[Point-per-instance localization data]
○ ○ ○ ○

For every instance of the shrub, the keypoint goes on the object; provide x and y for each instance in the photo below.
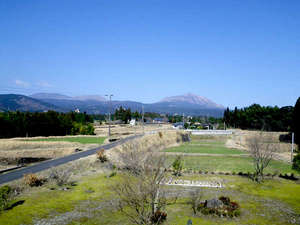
(296, 162)
(112, 174)
(33, 180)
(225, 200)
(101, 156)
(177, 166)
(5, 192)
(160, 134)
(158, 217)
(227, 209)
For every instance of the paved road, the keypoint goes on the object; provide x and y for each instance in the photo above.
(56, 162)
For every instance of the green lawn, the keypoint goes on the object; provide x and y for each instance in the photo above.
(82, 140)
(260, 203)
(206, 145)
(205, 148)
(229, 164)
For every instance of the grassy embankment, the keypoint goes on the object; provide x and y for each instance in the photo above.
(220, 158)
(260, 203)
(82, 140)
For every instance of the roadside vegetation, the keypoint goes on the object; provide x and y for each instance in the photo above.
(82, 140)
(122, 185)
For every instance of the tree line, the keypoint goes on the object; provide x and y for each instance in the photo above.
(258, 117)
(51, 123)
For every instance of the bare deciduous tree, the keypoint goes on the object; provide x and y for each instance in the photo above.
(141, 195)
(195, 199)
(262, 151)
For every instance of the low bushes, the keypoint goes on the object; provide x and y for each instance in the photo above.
(296, 162)
(33, 180)
(5, 193)
(222, 207)
(159, 217)
(101, 155)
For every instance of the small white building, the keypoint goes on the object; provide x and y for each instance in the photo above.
(132, 122)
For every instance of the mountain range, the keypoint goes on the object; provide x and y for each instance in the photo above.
(189, 104)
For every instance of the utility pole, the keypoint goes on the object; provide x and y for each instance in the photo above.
(292, 150)
(143, 118)
(109, 117)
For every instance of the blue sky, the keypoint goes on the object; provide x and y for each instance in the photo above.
(233, 52)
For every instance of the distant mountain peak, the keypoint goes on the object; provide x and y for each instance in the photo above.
(190, 98)
(50, 96)
(57, 96)
(98, 98)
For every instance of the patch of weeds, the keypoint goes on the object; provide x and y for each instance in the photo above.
(112, 174)
(222, 207)
(60, 176)
(101, 155)
(33, 180)
(5, 193)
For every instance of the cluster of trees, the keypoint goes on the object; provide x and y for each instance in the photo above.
(260, 118)
(51, 123)
(123, 114)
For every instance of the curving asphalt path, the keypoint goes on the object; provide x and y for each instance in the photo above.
(59, 161)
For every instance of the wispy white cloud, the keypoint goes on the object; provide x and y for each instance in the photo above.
(44, 84)
(22, 83)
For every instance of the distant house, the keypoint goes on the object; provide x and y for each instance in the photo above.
(132, 122)
(178, 125)
(158, 120)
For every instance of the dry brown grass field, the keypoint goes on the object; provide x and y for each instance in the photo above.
(14, 149)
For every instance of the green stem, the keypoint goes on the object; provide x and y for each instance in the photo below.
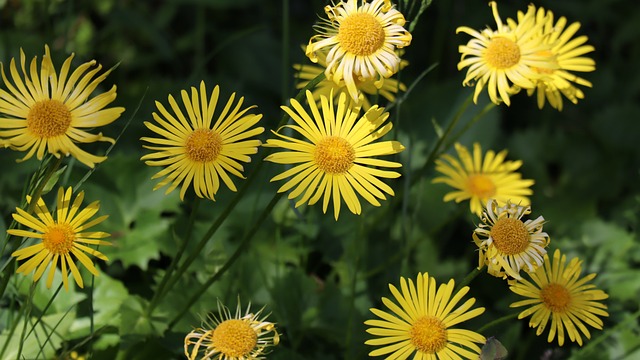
(243, 245)
(174, 262)
(497, 322)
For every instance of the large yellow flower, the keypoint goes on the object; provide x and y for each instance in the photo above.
(503, 59)
(387, 88)
(422, 322)
(480, 179)
(566, 55)
(560, 294)
(61, 237)
(506, 243)
(46, 113)
(337, 158)
(232, 337)
(193, 150)
(360, 42)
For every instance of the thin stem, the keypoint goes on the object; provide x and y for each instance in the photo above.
(497, 322)
(245, 242)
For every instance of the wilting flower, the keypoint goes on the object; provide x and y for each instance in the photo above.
(480, 179)
(46, 113)
(227, 337)
(506, 243)
(62, 237)
(360, 42)
(336, 160)
(560, 294)
(193, 150)
(422, 322)
(566, 56)
(504, 59)
(387, 88)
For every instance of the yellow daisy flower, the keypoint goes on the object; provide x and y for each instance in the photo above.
(481, 179)
(387, 88)
(337, 158)
(61, 237)
(359, 42)
(566, 54)
(46, 113)
(192, 150)
(422, 322)
(560, 294)
(503, 59)
(238, 337)
(506, 243)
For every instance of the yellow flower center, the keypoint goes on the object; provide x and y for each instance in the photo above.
(502, 53)
(334, 155)
(482, 186)
(58, 239)
(555, 297)
(361, 34)
(510, 236)
(203, 145)
(234, 338)
(428, 334)
(48, 118)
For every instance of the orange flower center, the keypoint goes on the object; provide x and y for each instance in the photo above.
(48, 118)
(510, 236)
(482, 186)
(234, 338)
(502, 53)
(555, 297)
(58, 239)
(361, 34)
(428, 334)
(334, 155)
(203, 145)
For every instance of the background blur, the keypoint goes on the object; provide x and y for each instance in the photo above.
(317, 277)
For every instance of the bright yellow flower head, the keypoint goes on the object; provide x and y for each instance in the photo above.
(47, 111)
(194, 149)
(61, 237)
(503, 59)
(507, 244)
(479, 179)
(423, 321)
(238, 337)
(558, 293)
(336, 159)
(360, 42)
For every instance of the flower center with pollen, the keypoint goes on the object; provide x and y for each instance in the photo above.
(510, 236)
(334, 155)
(203, 145)
(361, 34)
(428, 334)
(48, 118)
(58, 239)
(482, 186)
(502, 53)
(234, 338)
(555, 297)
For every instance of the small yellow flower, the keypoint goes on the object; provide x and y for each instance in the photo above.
(193, 150)
(60, 237)
(227, 337)
(506, 243)
(336, 160)
(360, 42)
(503, 59)
(47, 113)
(559, 294)
(480, 179)
(422, 322)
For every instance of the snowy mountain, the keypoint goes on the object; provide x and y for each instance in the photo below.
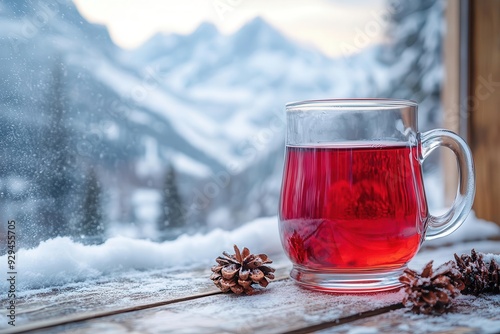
(209, 104)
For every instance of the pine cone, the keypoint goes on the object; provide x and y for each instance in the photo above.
(478, 276)
(238, 272)
(431, 291)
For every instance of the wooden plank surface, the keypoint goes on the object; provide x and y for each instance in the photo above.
(187, 302)
(287, 307)
(469, 315)
(109, 295)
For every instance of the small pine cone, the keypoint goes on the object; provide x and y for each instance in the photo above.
(478, 276)
(239, 271)
(431, 291)
(494, 284)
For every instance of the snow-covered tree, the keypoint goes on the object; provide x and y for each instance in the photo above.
(57, 161)
(172, 215)
(91, 224)
(414, 55)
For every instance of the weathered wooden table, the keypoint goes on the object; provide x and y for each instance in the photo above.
(184, 300)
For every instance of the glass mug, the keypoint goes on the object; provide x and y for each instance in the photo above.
(353, 210)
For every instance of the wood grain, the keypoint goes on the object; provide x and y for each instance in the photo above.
(484, 106)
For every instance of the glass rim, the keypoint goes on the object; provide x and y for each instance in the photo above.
(351, 103)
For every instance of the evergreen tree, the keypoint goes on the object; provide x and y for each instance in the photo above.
(172, 216)
(415, 31)
(91, 224)
(57, 162)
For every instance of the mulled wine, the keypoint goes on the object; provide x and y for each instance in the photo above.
(350, 208)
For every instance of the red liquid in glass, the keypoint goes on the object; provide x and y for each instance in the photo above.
(352, 208)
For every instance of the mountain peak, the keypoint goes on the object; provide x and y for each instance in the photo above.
(259, 33)
(206, 29)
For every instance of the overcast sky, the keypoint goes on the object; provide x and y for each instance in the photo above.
(324, 24)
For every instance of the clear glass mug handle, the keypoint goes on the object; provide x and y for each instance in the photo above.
(443, 225)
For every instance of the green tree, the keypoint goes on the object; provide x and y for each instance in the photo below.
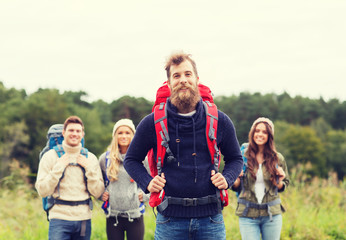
(336, 152)
(304, 147)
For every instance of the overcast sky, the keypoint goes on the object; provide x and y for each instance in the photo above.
(113, 48)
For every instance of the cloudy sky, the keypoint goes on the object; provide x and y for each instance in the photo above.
(112, 48)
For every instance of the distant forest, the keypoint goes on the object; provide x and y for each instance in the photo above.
(310, 133)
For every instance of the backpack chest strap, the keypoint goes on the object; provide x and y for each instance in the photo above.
(187, 202)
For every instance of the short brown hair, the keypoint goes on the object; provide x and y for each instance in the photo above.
(73, 119)
(176, 59)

○ ○ ○ ○

[BRIEF]
Nothing should be returned except the lines from the one containing "For every instance of the backpack" through the last line of the data, each restated word for word.

[YOUR RESPONSE]
For every instance of the backpack chest strap, the keypoint goes on the object; provide x and y for each instance in the photo above.
(187, 202)
For every instance of the short brown hair, the keypoint goes on the object; provide x and y for each instance in the photo above.
(73, 119)
(176, 59)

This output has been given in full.